**SELECTED EXCERPT**.
++++
Way to go kiddo! Good choices have a way of working out. Don't expect gravy from now on. You'll still get knocked down, but you now know that things can turn around in a hurry. Be true to yourself, your friends and family. Have a great season!--Tim


----------



## JSykes3 (Oct 14, 2010)

Thanks again everyone.
I don't know if I could be a public speaker.
I'm a little nervous over the speech I have to give to become class President. 
Maybe I can work on it. I would love to have that title but I'm fine if I'm not voted in. I'm just glad that I was eligible to actually run, and chose too. I know there are hardships in life and that I have to get over them. I just have to keep a positive attitude...........and fish as much as I can.


----------



## Bowhunter57 (Feb 9, 2011)

JSykes3,
God has the best stuff...always has and always will. It's the simple things in life that will lead you though life's rough spots and get you to the other side. 

A very inspiring life story! 
Bowhunter57


----------



## JSykes3 (Oct 14, 2010)

God definitely had, and does have, a good plan for me.
I'm glad fishing led me away from the life I was getting into.


----------



## Intimidator (Nov 25, 2008)

Dang!
Kids your age are not suppose to have life figured out yet or be able to do what you have accomplished at such a early part of your life!
You have found the key to success...If life knocks you down, pull yourself up and do the best you possible can, work hard, don't give in or give up, and you will be rewarded!

If you ever need ANYTHING or want to try something new for fishing....lures, line, etc, or just need to talk, PLEASE PM or contact me!
Just remember that you can also help your peers find their path!
God Bless! Brent


----------



## Net (Apr 10, 2004)

As I read your story, I expected to reach the end and see a credit to some famous author. You have a good eye for writing and composition.

I was a D student in high school and spent the next 6 years working as a laborer in steel related jobs from cleveland to pittsburgh. I qualified for financial aid and started taking classes at YSU. Of course I had to take all of my high school requirements over again, but it wasn't till then that I discovered I had a talent for math and applied calculus. It's such a pivotal point in a person's life when you finally tap into something hidden deep inside that you didn't even know existed. Up until then, I felt like I was just going through the motions taking up space on this earth. That was over 30 yrs ago. I wouldn't change a thing.


----------



## bkr43050 (Apr 5, 2004)

Wow! I am really glad I read your story and I am truly impressed by it! What a heartwarming story to know that you were able to overcome the obstacles that you did. The trials that you dealt with have certainly made you a stronger person. 

As others mentioned, I too admire you for being able to tell that story to everyone. I know you may think it was just behind the cover of a keyboard but it still took great courage to speak out. That shows a lot about you.

I wish you the best in whatever path you choose.

Our votes probably don't count but you would have mine for Prez.


----------



## afadenho (Mar 9, 2010)

Hey man congrats sounds like you're turning out to be a pretty good kid. But now that you're about to be a senior it's time to start looking into colleges. I'm an avid fisherman and I graduate next month from college and the one thing I wished my college would of had was a fishing club to take that into consideration when picking out your school. But great story very well written.

Outdoor Hub mobile, the outdoor information engine


----------



## jjkc (Sep 1, 2010)
++++
Excerpts from point annotation data:

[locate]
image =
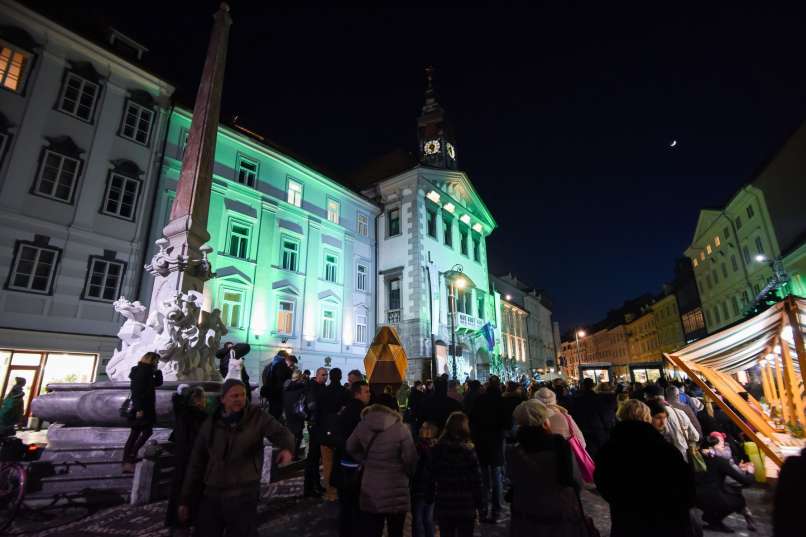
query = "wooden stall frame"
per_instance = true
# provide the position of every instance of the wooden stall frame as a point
(773, 456)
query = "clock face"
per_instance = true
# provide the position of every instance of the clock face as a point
(431, 147)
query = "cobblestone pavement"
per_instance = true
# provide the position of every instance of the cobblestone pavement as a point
(287, 514)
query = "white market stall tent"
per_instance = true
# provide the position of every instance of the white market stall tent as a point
(773, 342)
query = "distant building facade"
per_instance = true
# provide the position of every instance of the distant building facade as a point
(293, 251)
(81, 127)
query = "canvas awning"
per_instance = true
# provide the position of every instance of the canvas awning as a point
(772, 341)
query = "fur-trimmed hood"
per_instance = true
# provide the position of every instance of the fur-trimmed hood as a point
(380, 417)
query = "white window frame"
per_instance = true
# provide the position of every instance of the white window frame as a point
(125, 182)
(361, 328)
(107, 263)
(140, 112)
(250, 175)
(42, 166)
(294, 192)
(295, 253)
(14, 271)
(23, 67)
(83, 84)
(285, 316)
(362, 225)
(361, 277)
(325, 321)
(326, 265)
(227, 306)
(243, 240)
(333, 210)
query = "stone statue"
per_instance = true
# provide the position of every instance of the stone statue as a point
(185, 338)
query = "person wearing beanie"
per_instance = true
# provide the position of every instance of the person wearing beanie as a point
(544, 477)
(561, 421)
(227, 463)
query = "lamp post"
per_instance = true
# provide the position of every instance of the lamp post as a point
(577, 335)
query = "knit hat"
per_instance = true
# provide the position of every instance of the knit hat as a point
(229, 384)
(531, 413)
(546, 396)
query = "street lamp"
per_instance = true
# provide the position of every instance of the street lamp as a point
(457, 281)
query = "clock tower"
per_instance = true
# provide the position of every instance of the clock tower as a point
(435, 137)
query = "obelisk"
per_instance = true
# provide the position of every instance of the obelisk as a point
(181, 264)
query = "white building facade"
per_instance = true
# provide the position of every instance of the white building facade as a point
(80, 132)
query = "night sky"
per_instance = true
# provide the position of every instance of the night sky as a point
(563, 116)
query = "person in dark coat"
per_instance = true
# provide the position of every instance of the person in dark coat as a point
(787, 515)
(274, 376)
(348, 419)
(189, 416)
(593, 416)
(145, 377)
(293, 392)
(455, 473)
(436, 408)
(488, 425)
(717, 499)
(634, 448)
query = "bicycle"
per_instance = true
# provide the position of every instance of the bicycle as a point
(13, 476)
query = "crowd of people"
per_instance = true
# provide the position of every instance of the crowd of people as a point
(452, 454)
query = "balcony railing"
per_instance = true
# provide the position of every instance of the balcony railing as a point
(467, 323)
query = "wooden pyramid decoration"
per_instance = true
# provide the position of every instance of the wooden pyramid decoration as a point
(386, 361)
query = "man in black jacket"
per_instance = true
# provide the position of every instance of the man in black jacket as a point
(349, 418)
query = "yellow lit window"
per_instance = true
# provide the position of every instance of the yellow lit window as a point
(12, 68)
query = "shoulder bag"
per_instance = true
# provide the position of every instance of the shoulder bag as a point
(586, 464)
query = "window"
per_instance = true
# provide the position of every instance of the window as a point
(137, 121)
(238, 240)
(285, 317)
(294, 193)
(121, 196)
(231, 308)
(447, 227)
(361, 277)
(363, 225)
(103, 280)
(333, 209)
(328, 324)
(13, 64)
(361, 328)
(290, 255)
(746, 255)
(78, 97)
(33, 268)
(331, 267)
(431, 223)
(57, 176)
(394, 294)
(246, 171)
(393, 221)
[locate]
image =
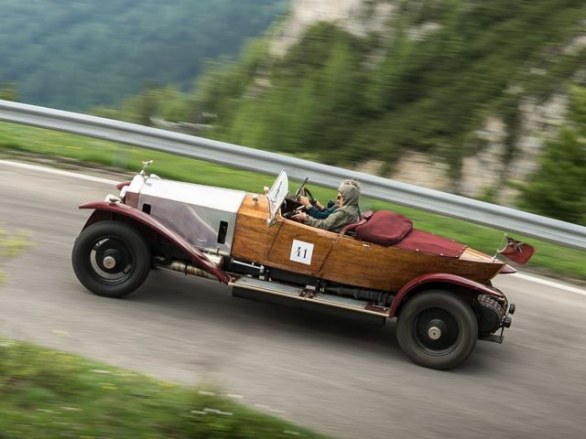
++++
**EXERCISE AIM**.
Render this sentence from the forum thread in Spanish: "I'm glad fishing led me away from the life I was getting into."

**FINISHED EXERCISE**.
Me alegra que la pesca me haya alejado de la vida en la que me estaba metiendo.